→ Task statement: Exactly and without additions, transcribe the line that contains "the tree in" and every line after it in the data.

Start of Source data

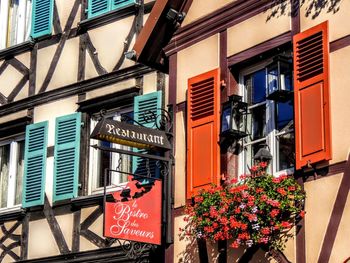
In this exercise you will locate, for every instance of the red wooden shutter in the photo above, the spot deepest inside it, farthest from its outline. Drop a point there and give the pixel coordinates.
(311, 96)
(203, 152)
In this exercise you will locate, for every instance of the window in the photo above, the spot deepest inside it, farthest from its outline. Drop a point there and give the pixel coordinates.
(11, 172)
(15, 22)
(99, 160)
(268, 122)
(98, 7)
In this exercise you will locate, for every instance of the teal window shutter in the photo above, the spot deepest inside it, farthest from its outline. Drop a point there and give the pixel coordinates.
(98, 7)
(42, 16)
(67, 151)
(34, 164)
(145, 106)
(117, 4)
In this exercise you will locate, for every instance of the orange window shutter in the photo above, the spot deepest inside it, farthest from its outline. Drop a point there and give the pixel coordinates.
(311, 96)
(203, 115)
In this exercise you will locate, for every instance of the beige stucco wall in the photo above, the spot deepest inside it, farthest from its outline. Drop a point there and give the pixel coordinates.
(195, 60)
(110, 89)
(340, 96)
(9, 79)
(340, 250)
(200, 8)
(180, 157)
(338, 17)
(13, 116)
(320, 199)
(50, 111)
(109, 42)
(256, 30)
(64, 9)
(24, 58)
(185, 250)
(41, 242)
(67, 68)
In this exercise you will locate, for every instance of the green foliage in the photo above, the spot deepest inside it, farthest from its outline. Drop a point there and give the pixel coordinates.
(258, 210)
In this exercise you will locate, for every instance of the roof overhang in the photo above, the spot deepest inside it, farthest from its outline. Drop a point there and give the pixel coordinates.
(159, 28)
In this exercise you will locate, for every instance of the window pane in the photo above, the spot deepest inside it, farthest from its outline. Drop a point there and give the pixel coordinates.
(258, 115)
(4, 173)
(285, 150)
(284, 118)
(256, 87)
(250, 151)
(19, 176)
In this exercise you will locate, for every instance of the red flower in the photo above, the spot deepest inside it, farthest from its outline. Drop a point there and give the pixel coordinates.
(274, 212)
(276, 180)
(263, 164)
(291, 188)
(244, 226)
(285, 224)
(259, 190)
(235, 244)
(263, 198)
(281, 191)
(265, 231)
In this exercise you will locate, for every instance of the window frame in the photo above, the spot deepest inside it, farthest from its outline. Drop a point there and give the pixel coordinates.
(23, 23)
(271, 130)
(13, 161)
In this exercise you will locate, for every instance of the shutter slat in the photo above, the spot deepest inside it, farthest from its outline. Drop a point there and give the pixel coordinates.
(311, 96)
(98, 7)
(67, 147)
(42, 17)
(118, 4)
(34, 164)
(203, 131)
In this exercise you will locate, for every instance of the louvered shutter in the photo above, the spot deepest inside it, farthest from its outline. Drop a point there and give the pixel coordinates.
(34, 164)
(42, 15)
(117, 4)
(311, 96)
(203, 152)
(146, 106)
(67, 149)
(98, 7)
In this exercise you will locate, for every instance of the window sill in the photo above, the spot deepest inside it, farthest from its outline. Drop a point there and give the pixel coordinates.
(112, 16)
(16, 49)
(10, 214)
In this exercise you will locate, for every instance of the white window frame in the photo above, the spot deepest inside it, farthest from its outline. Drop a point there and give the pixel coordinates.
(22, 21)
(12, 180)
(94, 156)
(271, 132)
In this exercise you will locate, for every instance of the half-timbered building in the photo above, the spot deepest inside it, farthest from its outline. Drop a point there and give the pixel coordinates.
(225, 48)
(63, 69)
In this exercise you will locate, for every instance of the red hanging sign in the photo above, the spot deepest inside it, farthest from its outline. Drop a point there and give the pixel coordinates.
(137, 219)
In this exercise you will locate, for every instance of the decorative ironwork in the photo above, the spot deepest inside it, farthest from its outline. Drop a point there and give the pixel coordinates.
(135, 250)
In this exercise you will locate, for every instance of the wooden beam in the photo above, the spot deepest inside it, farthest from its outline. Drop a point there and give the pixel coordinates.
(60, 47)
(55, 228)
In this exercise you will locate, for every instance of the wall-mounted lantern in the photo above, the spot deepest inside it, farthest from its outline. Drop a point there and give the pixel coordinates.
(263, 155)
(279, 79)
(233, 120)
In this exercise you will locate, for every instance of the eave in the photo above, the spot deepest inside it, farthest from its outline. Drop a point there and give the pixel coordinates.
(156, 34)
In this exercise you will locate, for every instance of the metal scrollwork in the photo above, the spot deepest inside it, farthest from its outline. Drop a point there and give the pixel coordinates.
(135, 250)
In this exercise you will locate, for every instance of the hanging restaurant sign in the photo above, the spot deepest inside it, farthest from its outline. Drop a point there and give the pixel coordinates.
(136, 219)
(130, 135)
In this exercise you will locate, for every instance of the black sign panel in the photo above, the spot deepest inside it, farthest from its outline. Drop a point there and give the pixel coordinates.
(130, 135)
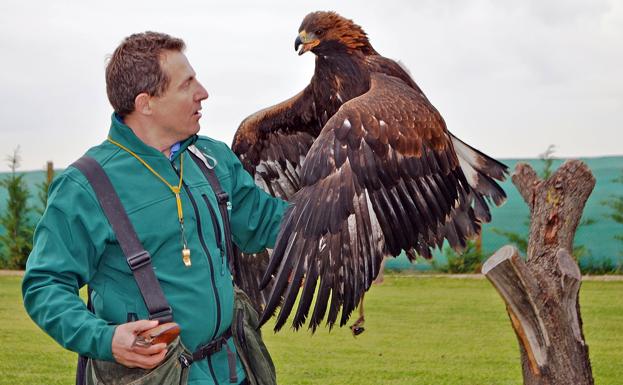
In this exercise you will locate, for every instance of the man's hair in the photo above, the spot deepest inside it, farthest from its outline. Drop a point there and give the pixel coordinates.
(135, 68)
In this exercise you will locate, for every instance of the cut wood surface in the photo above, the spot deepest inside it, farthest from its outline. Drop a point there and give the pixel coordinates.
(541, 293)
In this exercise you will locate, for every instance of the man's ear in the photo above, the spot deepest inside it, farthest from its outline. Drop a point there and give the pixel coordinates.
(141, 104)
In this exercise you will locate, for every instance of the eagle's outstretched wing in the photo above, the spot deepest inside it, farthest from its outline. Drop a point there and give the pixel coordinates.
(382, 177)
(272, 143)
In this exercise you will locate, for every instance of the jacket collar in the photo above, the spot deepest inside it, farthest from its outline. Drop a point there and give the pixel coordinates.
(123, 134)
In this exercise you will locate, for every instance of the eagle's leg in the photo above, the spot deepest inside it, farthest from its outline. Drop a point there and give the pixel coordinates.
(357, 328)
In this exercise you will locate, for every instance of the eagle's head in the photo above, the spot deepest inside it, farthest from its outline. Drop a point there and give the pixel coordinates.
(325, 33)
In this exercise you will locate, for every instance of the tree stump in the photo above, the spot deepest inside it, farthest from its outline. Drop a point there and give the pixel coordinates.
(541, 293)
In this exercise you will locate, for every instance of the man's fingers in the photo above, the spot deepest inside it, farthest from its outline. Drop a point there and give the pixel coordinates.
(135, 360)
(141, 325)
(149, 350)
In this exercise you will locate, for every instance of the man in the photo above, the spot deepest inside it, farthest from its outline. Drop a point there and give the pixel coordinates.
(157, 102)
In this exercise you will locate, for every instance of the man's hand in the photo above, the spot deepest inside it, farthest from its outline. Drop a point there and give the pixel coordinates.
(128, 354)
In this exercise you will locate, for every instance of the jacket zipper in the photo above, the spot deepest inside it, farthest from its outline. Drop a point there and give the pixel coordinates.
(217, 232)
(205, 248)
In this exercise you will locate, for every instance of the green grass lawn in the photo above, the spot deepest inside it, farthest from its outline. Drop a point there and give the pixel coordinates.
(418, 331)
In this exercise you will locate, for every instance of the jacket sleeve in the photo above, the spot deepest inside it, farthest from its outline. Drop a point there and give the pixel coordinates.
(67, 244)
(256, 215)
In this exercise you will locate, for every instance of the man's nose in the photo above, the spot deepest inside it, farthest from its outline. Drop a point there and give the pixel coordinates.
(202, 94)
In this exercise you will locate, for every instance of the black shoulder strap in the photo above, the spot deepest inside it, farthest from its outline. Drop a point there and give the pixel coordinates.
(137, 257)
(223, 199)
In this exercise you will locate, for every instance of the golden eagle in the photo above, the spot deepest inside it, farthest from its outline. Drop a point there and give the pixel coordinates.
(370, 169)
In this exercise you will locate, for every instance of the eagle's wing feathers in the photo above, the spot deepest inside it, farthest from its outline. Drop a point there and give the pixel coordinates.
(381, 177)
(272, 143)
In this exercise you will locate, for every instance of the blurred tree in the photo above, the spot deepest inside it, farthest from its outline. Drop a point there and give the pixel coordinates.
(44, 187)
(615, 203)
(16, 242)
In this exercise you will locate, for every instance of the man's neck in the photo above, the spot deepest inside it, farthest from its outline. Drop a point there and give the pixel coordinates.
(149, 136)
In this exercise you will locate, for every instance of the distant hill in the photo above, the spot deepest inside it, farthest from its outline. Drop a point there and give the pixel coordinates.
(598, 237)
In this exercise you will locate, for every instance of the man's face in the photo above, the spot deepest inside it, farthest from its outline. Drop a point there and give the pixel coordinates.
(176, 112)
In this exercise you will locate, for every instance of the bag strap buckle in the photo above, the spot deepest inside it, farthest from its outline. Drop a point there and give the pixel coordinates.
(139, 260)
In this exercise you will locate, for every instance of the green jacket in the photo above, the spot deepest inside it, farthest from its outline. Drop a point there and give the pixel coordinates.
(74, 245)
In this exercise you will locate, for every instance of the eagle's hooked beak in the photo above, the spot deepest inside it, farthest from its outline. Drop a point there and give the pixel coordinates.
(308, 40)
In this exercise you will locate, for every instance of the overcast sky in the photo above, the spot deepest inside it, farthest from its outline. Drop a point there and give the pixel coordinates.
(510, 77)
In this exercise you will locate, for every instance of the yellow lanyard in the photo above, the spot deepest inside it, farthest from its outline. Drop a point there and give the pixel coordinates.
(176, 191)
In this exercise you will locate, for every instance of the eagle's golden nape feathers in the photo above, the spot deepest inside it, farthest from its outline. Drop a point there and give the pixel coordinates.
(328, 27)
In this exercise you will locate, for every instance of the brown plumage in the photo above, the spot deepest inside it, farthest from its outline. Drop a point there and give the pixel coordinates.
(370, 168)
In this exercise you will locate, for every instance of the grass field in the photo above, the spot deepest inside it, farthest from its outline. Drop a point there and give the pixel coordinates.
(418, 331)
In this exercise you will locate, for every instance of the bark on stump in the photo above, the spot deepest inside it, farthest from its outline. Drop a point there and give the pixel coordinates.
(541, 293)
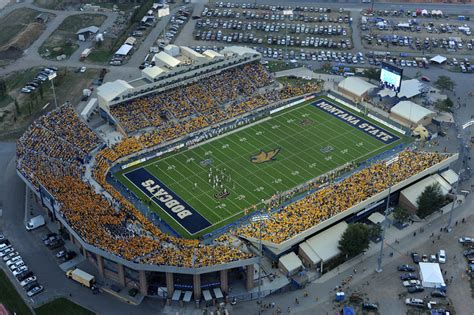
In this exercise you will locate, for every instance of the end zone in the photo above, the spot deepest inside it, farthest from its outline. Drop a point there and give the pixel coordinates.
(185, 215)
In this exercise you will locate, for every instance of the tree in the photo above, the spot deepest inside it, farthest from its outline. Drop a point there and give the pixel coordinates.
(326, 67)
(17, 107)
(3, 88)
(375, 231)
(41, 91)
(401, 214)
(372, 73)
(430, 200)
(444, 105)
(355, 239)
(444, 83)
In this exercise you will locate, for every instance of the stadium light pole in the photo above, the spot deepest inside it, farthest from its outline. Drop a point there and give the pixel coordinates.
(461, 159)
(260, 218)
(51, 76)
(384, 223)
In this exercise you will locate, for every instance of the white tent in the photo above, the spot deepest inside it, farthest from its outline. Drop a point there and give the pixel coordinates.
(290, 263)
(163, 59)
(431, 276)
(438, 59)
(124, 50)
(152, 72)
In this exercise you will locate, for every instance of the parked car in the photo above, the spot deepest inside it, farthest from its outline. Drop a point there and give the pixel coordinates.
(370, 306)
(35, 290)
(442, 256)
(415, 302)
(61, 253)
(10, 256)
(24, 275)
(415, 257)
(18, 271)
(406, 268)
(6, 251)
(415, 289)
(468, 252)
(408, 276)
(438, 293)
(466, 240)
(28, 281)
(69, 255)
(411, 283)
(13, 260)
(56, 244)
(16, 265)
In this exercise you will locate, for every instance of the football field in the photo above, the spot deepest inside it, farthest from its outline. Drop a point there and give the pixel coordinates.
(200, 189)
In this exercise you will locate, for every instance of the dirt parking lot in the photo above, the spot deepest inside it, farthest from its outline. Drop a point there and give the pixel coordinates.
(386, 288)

End of Source data

→ Answer to this task:
In this exercise you will locate, for every instance of the tree in the photo above, the spot deepest inside it, farthest from its outline. Drop a point there and give the pixel coordinates.
(326, 67)
(17, 107)
(3, 88)
(375, 231)
(41, 91)
(401, 214)
(372, 73)
(430, 200)
(444, 105)
(355, 239)
(444, 83)
In this exercise you will locate, for every instance of the stadium light pole in the photo above, the spot deepest inside it, farthest from its outline. Drop a point there and give the pixel coordinates.
(461, 159)
(260, 218)
(51, 76)
(384, 223)
In this exercise you will locate, for every instance of the white tent in the photo above, the spot deepest inside it, farthest from its outline. Drop a point there and give the pixel coordinates.
(290, 263)
(163, 59)
(431, 276)
(438, 59)
(124, 50)
(152, 72)
In this exercise you will locate, for every instance of the parked car in the photo above, the spot deepest inside it, farthest from its outline. Drop a point there and give the pixel coordinates.
(370, 306)
(35, 290)
(442, 256)
(415, 302)
(61, 253)
(10, 256)
(24, 275)
(415, 257)
(18, 271)
(406, 268)
(6, 251)
(415, 289)
(468, 252)
(408, 276)
(438, 293)
(466, 240)
(28, 281)
(69, 255)
(411, 283)
(13, 260)
(56, 244)
(16, 265)
In this exercise you will locate, for every instance of the football field in the photo above, the spot deepest inside it, farthest from its outline. Drop a point there and give the pixel coordinates.
(200, 189)
In this exercise you will locate, for every instance of the dirt parking lot in the photo above, the spot deepest inside it, farthest from its outline. Drop a point there and give the pixel coordinates.
(386, 288)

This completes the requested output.